| GOAL |
Copy the following lines word for word.

Extracted data entries
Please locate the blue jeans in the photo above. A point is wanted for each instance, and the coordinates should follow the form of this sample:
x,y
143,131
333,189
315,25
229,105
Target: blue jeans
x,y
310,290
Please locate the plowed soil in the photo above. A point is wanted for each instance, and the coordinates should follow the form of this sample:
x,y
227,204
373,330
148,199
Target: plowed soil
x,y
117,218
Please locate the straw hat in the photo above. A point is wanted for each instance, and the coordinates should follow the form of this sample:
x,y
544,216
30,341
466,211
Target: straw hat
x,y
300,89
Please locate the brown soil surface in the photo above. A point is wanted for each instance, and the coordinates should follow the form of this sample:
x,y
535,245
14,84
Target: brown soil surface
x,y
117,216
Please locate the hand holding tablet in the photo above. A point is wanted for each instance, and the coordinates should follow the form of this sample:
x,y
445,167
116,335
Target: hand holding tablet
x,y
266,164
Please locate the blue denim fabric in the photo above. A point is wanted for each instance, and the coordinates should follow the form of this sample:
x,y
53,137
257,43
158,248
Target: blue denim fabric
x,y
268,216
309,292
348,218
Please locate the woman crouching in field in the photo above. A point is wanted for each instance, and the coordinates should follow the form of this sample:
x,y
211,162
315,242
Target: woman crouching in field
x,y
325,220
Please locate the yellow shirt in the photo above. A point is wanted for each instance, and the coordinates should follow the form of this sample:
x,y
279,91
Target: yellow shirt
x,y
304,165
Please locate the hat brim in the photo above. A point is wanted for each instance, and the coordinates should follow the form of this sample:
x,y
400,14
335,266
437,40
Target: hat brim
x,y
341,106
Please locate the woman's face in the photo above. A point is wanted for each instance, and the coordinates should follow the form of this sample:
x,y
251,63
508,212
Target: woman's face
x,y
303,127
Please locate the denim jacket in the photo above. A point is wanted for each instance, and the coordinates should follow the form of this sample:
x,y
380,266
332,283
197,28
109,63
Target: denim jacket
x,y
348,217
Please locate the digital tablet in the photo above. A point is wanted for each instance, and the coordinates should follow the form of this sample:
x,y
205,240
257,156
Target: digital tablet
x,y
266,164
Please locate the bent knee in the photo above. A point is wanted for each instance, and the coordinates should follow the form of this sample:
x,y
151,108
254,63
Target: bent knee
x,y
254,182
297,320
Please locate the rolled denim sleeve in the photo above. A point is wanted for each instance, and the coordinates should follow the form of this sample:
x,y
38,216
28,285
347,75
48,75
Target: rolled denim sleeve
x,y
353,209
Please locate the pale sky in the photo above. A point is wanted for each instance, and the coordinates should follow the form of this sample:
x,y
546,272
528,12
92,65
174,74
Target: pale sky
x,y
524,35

| SOLUTION FOR THIS PROBLEM |
Please locate the blue jeans in the photo above. A point is wanted for each instance, and the coordinates should follow the form of this sample:
x,y
143,131
333,189
315,25
229,105
Target: blue jeans
x,y
310,290
Please locate the plowed soil in the photo above. A point is wanted for each instance, and the coordinates should follow the form of this sample:
x,y
227,204
373,330
148,199
Target: plowed soil
x,y
117,218
Please locate the straw hat in the photo above. A point is wanted for each instance, and the coordinates should follow the form of this sample:
x,y
544,216
30,341
466,211
Target: straw hat
x,y
300,89
Please locate the brown soil surface in the photo above. A point is wanted for each instance, and the coordinates should follow the form of this sample:
x,y
535,245
14,84
Target: brown soil surface
x,y
117,216
Please locate the hand holding tablet in the photo above. A point is wanted for each instance, and the coordinates should follow the form of this sample:
x,y
445,167
116,335
Target: hand holding tablet
x,y
266,164
Please locate the blue denim fabric in the photo above. A point is wanted for each instance, and the coordinates should follow the form of this sample:
x,y
53,137
257,43
158,248
Target: blue denim fabric
x,y
268,216
309,292
348,218
Please locate the woman crouching in field in the photo above. A point is wanted for each instance, and the coordinates should follow the form of this sample:
x,y
211,162
315,242
Target: woman crouching in field
x,y
325,220
Please locate the yellow shirt in the photo above. A point is wanted for each instance, and the coordinates should follow the form of this sample:
x,y
279,91
Target: yellow shirt
x,y
304,165
Please locate the hat brim in the photo above. A point is wanted for each instance, and the coordinates should follow the form of this sample:
x,y
400,14
335,266
437,40
Target: hat brim
x,y
341,106
Please locate the woman's face in the photo above. A point is wanted for each instance, and the coordinates should follow the form of this sample:
x,y
251,63
508,212
Target: woman's face
x,y
303,127
Please locate the denim jacket in the photo above. A point is wanted for each instance, and the coordinates should follow the form of this sample:
x,y
380,266
332,283
197,28
109,63
Target: denim jacket
x,y
348,217
Please locate the digital tablet in the photo above. A point is wanted for each instance, and the coordinates should follow the form of this sample:
x,y
205,240
257,156
Target: digital tablet
x,y
266,164
Please locate the bent knee in the photo above. A point is wanted for each instance, and the coordinates should follow the form of this sample:
x,y
151,108
254,63
Target: bent knee
x,y
254,182
297,320
Please locate the rolled denim sleeve in the photo above. A point is wanted for each instance, and the coordinates should follow the form of this sample:
x,y
38,216
28,285
347,75
48,75
Target: rolled denim sleeve
x,y
353,209
Please locate the pale sky in the photo above. A point is wanted for each instance, and the coordinates should follow the form of this sample:
x,y
546,272
528,12
92,65
174,74
Target: pale sky
x,y
524,35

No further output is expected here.